## EXERCISES TO COMPLETE
A) Transcribe the forum exchange about R580 texturing word for word, starting at "I'm just trying" and ending at "fragments in flight.".
B) From the forum exchange about R580 texturing, list every abbreviation made only of capital letters, with no digits.
C) Render this sentence from the forum exchange about R580 texturing in Spanish: "We did this shift to match what we are seeing in the newest games, and what is coming next."

## TEXT SHOWN
I've always assumed that constants for a shader are held once per thread (or once per something "larger" than a thread, whatever you want to call that).
I'd also assumed that the interpolated attributes are effectively constants, too - but well I know I'm on pretty shaky ground there.
Jawed
sireric
25-Jan-2006, 20:52
I wasn't suggesting R580 should :!: But you talked about R580's texturing being "logically bottlenecked" yet never described why the bottleneck doesn't actually transpire. It was couched in terms of an ALU-bottleneck in R520 becomes a texturing bottleneck in R580 - yet R580's texturing performance seems better.
Well, that's correct. The bottleneck shifts from a mixture of ALU and texture to all texture on R580, in general (though not always; some shaders still have higher ALU ratios than 3). It doesn't mean that R580 is worst at texturing than R520, it's just a bigger bottlneck for it; it will always be faster, clock for clock than R520. We did this shift to match what we are seeing in the newest games, and what is coming next.
I'm just trying to unravel how it is that seemingly texture-intensive games like D3 are, even with AF, actually ALU-limited, which is what you're saying as far as I can tell. And, seemingly, that TMU utilisation is only a side-effect of removing an ALU bottleneck and isn't really dependent on the number of fragments in flight.
Actually, from what I remember, D3 isn't that ALU bound. it's actually reasonably balanced between ALUs and texture, and R520 does very well. I think that R580 is a little stronger, but not that much. The actual D3 core shader isn't very long, and doesn't represent what the latest games are doing, in terms of shading. Nb: Well, since Q4 and probably a bunch of other games are using this same shader, it does represent some of what the newest games are doing; my bad. Though I stand by the fact that the trend for alu:tex is increasing.
Does that mean that texturing is not freely-schedulable? Or is D3's texturing too dependent for it to be a useful comparison game in unravelling ALU:texturing performance?
I'm not sure I understand that question. Texturing is freely schedulable, assuming you've got no dependancies and you have the appropriate resources available.

## SUPPLIED INFORMATION

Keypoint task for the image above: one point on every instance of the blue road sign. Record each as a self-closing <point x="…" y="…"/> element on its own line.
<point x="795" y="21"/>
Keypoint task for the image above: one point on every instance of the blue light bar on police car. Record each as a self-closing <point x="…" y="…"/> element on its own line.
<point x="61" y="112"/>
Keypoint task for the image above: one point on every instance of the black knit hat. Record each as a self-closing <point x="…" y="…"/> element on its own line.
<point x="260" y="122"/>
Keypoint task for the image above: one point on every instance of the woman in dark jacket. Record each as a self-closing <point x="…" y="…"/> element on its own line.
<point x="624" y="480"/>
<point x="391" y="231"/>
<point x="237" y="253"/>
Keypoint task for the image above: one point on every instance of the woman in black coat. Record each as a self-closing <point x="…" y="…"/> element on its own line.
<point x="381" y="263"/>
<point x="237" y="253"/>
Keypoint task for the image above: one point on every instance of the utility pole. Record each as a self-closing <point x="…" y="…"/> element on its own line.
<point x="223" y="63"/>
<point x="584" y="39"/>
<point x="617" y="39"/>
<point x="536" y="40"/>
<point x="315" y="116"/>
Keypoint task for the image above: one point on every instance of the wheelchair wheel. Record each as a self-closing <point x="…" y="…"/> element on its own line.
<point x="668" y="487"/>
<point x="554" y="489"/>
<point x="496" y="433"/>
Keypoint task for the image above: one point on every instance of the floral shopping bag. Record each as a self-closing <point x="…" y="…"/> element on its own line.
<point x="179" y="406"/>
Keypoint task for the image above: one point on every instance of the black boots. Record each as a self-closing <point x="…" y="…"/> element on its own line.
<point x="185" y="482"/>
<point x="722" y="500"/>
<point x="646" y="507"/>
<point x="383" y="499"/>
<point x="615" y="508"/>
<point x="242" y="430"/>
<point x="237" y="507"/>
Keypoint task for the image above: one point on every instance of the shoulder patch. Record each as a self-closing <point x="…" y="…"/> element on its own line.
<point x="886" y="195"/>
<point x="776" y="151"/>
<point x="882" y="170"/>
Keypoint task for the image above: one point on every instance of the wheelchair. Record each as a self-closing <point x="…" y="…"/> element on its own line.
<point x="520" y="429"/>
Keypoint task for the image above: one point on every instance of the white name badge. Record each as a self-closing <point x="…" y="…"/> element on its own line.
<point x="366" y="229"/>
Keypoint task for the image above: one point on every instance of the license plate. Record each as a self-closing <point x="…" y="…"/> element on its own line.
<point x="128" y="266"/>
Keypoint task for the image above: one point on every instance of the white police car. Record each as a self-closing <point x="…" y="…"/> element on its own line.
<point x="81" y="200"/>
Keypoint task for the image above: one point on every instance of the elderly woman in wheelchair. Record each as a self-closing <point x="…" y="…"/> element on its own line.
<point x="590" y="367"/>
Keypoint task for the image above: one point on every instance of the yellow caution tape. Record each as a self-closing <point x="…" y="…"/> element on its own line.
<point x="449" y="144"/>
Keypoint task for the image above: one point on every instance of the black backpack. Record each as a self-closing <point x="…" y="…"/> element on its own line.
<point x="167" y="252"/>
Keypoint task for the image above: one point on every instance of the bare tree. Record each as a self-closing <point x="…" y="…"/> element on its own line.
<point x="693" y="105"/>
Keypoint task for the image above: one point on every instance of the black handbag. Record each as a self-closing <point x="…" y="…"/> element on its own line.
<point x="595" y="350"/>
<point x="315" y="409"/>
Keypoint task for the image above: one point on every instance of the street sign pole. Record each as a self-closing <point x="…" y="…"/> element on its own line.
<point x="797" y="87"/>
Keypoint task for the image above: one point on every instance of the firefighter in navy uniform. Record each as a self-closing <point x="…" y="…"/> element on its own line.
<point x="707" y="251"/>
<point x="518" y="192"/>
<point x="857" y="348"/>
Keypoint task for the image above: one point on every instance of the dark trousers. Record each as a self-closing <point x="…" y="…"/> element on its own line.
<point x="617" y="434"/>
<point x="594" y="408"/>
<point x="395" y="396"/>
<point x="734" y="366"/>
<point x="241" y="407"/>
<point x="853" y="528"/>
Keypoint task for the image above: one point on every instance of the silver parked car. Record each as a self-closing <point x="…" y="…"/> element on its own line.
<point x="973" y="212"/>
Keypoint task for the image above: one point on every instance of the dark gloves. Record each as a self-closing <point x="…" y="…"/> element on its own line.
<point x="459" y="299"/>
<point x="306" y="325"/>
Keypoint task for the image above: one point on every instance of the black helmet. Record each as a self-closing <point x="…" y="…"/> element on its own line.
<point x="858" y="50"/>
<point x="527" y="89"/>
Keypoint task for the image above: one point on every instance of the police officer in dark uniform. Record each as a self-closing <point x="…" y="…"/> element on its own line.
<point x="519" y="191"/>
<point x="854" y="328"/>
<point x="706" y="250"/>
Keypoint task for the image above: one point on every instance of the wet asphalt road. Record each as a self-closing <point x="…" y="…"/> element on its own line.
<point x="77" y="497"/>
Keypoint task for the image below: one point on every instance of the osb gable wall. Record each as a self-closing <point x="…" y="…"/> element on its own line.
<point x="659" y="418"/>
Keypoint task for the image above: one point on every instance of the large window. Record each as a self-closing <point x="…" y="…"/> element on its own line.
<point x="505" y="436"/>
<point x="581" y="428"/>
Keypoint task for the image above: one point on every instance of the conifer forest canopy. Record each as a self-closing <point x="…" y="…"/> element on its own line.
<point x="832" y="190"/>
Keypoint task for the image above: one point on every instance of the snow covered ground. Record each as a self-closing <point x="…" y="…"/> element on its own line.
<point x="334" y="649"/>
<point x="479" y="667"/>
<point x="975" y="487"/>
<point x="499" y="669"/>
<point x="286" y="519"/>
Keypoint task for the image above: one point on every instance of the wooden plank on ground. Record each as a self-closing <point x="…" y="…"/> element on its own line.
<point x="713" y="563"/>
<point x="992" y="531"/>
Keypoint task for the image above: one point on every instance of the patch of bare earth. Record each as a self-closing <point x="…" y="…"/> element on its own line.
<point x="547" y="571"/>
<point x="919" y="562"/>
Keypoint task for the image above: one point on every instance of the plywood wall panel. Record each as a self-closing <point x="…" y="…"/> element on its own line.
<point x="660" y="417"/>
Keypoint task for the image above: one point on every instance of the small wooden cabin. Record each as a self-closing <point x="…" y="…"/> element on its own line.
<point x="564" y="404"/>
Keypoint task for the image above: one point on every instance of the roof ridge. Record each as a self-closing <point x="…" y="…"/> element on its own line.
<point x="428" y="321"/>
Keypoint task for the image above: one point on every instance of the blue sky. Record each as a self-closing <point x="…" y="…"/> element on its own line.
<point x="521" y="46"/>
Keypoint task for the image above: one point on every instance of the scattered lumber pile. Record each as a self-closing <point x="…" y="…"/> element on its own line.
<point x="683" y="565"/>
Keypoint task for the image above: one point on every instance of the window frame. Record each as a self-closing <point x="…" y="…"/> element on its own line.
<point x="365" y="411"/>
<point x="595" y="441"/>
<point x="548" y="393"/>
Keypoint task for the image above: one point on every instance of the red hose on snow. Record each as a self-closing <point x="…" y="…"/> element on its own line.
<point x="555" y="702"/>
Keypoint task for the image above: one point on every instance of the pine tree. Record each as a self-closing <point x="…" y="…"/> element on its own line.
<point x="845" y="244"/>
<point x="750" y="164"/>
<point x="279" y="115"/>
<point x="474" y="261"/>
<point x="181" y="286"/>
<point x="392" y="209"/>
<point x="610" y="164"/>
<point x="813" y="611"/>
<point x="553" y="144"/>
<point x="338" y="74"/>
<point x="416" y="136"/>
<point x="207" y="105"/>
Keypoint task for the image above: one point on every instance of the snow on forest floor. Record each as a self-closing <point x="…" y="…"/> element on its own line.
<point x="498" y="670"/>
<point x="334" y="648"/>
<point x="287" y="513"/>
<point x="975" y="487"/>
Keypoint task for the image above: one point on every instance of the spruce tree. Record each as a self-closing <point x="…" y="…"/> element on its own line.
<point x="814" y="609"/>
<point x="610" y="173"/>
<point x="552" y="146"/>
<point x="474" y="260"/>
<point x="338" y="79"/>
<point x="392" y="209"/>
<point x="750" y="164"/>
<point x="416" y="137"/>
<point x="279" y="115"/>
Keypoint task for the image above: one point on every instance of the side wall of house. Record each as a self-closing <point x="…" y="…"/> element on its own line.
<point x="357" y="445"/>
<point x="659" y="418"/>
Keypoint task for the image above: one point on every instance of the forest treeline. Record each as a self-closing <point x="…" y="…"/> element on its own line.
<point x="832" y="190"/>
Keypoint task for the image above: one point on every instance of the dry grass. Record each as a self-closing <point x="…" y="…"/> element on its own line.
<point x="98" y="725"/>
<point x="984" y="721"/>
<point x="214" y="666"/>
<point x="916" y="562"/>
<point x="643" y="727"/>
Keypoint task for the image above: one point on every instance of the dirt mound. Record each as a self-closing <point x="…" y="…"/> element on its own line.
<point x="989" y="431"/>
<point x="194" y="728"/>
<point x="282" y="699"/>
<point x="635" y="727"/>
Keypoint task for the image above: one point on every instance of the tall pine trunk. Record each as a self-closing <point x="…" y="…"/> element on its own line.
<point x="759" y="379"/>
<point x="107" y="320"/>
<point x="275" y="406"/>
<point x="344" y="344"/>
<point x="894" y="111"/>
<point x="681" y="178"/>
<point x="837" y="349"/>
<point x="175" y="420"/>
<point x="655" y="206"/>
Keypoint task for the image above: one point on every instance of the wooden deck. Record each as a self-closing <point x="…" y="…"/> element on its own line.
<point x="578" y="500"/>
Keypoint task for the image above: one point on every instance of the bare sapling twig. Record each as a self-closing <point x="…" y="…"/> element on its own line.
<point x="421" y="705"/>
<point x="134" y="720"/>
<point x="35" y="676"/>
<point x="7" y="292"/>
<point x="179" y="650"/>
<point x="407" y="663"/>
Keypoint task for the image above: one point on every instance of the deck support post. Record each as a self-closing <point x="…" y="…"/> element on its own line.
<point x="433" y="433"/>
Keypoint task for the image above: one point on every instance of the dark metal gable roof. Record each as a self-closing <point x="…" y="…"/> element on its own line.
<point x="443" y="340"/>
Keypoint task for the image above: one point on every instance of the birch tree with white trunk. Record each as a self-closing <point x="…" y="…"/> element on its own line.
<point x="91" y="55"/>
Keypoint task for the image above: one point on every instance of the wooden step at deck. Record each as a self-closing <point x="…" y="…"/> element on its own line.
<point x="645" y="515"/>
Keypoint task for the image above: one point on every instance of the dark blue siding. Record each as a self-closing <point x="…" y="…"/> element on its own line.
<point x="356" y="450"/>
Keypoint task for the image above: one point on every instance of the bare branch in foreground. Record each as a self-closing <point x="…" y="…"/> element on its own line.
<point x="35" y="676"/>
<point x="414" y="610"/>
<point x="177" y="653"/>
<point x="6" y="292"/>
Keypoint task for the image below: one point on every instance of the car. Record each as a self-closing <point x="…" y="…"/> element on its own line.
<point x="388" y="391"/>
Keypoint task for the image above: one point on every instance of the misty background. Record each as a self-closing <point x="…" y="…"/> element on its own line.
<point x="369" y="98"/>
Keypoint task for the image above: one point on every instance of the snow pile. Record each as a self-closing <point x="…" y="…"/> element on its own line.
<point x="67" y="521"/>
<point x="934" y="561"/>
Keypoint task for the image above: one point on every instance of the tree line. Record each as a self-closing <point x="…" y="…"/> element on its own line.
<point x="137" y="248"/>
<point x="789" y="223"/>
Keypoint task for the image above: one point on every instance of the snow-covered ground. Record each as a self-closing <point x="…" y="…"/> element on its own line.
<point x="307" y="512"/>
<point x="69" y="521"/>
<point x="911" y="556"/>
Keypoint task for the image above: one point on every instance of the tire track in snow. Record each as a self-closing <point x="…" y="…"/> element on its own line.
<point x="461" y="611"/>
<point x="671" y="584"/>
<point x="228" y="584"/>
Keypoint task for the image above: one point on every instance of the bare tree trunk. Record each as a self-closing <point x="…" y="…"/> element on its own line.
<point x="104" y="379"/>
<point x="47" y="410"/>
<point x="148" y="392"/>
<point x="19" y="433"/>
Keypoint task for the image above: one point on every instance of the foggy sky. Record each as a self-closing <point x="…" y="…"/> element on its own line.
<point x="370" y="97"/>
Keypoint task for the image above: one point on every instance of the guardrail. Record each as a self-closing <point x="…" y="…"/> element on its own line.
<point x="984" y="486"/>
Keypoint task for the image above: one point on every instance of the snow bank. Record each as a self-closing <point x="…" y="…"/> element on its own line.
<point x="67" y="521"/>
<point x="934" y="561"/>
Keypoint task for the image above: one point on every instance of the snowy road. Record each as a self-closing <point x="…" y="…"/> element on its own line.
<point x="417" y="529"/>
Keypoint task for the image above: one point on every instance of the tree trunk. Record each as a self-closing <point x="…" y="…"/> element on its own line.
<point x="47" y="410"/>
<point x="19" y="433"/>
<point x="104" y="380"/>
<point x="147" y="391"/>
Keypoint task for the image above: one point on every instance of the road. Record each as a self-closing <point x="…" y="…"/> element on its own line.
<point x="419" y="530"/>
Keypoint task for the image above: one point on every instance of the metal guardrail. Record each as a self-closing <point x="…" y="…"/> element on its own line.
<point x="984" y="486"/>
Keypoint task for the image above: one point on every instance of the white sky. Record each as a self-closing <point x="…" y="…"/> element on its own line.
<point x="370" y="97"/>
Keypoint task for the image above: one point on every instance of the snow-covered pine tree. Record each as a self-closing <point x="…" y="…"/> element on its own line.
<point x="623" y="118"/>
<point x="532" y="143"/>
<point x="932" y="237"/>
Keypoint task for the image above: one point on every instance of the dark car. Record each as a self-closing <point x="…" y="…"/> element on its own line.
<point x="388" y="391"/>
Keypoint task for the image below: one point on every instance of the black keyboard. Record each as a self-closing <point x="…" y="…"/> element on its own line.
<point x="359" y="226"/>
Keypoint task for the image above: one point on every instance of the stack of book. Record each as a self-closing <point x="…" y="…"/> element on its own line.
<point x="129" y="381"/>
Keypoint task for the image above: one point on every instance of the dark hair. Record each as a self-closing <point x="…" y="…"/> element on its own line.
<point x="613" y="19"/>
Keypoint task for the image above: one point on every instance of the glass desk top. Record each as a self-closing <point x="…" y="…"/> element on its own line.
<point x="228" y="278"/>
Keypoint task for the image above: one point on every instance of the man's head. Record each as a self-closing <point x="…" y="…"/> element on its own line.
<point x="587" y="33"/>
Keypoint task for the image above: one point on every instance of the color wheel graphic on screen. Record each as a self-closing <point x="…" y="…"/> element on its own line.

## CORRECT ANSWERS
A)
I'm just trying to unravel how it is that seemingly texture-intensive games like D3 are, even with AF, actually ALU-limited, which is what you're saying as far as I can tell. And, seemingly, that TMU utilisation is only a side-effect of removing an ALU bottleneck and isn't really dependent on the number of fragments in flight.

B)
ALU
AF
TMU

C) Hicimos este cambio para ajustarnos a lo que estamos viendo en los juegos más recientes y a lo que viene después.